Rewrite the data with each occurrence of "rough mask" switched to "coarse mask". Leave everything else unchanged.

### RECORDS SUPPLIED
******************************

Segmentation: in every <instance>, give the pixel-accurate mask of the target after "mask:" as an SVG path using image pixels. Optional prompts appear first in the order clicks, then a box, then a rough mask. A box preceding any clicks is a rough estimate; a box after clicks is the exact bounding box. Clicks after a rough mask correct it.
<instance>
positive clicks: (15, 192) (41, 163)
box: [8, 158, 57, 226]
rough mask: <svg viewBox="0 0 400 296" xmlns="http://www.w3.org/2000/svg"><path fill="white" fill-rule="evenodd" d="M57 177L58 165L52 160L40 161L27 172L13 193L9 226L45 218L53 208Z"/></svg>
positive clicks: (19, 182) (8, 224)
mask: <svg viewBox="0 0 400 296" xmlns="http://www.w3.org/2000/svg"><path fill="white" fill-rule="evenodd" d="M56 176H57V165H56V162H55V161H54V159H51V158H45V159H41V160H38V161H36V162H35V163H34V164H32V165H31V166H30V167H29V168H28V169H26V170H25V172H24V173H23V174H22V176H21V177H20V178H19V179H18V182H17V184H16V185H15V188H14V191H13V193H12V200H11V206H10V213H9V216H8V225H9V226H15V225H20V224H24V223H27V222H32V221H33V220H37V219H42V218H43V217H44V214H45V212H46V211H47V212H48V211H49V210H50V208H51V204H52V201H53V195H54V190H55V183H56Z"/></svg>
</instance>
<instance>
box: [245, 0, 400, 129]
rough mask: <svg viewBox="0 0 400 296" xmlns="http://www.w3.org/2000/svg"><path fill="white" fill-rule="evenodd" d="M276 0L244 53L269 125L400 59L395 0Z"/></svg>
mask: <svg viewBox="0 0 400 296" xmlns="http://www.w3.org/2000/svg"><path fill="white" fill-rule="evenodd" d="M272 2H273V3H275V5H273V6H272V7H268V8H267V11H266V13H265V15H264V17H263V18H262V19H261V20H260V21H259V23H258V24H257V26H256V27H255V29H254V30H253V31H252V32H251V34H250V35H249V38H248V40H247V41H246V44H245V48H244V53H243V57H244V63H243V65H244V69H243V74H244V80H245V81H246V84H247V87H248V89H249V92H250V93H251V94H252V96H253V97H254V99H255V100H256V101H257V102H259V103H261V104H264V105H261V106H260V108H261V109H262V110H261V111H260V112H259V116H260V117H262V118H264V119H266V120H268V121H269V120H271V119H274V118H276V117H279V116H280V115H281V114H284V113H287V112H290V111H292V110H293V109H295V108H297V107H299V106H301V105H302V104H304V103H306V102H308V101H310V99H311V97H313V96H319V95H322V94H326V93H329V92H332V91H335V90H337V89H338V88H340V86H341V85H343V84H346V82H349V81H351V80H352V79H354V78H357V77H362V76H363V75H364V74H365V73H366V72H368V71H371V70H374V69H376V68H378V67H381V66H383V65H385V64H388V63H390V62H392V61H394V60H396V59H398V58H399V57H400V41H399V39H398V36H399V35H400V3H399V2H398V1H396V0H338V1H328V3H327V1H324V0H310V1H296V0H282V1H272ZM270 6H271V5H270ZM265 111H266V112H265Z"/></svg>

******************************

### ANSWER TO THIS PROBLEM
Segmentation: in every <instance>, give the pixel-accurate mask of the target after "mask:" as an SVG path using image pixels. Optional prompts appear first in the order clicks, then a box, then a coarse mask. A box preceding any clicks is a rough estimate; a box after clicks is the exact bounding box. Clicks after a coarse mask correct it.
<instance>
positive clicks: (15, 192) (41, 163)
box: [8, 158, 57, 226]
coarse mask: <svg viewBox="0 0 400 296" xmlns="http://www.w3.org/2000/svg"><path fill="white" fill-rule="evenodd" d="M57 177L58 165L52 160L40 161L27 172L13 193L9 226L45 218L53 208Z"/></svg>
positive clicks: (19, 182) (8, 224)
mask: <svg viewBox="0 0 400 296" xmlns="http://www.w3.org/2000/svg"><path fill="white" fill-rule="evenodd" d="M56 176H57V165H56V162H55V161H54V159H51V158H45V159H41V160H38V161H36V162H35V163H34V164H32V165H31V166H30V167H29V168H28V169H26V170H25V172H24V173H23V174H22V176H21V177H20V178H19V179H18V182H17V184H16V185H15V188H14V191H13V193H12V200H11V206H10V213H9V216H8V225H9V226H15V225H20V224H24V223H27V222H32V221H33V220H37V219H42V218H43V217H44V214H45V212H46V211H47V212H48V211H49V210H50V208H51V204H52V201H53V195H54V190H55V183H56Z"/></svg>
</instance>
<instance>
box: [245, 0, 400, 129]
coarse mask: <svg viewBox="0 0 400 296" xmlns="http://www.w3.org/2000/svg"><path fill="white" fill-rule="evenodd" d="M276 0L244 53L269 125L400 59L395 0Z"/></svg>
mask: <svg viewBox="0 0 400 296" xmlns="http://www.w3.org/2000/svg"><path fill="white" fill-rule="evenodd" d="M272 2H273V3H275V5H273V6H272V7H268V8H267V11H266V13H265V15H264V17H263V18H262V19H261V20H260V21H259V23H258V24H257V26H256V27H255V29H254V30H253V31H252V32H251V34H250V35H249V38H248V40H247V41H246V44H245V48H244V53H243V57H244V63H243V65H244V69H243V74H244V80H245V81H246V84H247V87H248V89H249V92H250V93H251V94H252V96H253V97H254V99H255V100H256V101H257V102H259V103H261V104H264V105H261V106H260V108H261V109H262V110H261V111H260V112H259V116H260V117H262V118H264V119H266V120H268V121H269V120H271V119H274V118H276V117H279V116H280V115H281V114H284V113H287V112H290V111H292V110H293V109H295V108H297V107H299V106H301V105H302V104H304V103H306V102H308V101H310V99H311V97H313V96H319V95H322V94H326V93H329V92H332V91H335V90H337V89H338V88H340V86H341V85H343V84H346V82H349V81H351V80H352V79H354V78H357V77H362V76H363V75H364V74H365V73H366V72H368V71H371V70H374V69H376V68H378V67H381V66H383V65H385V64H388V63H390V62H392V61H394V60H396V59H398V58H399V57H400V41H399V39H398V36H399V35H400V3H399V2H398V1H396V0H338V1H328V3H327V1H324V0H310V1H296V0H282V1H272ZM270 6H271V5H270ZM265 111H266V112H265Z"/></svg>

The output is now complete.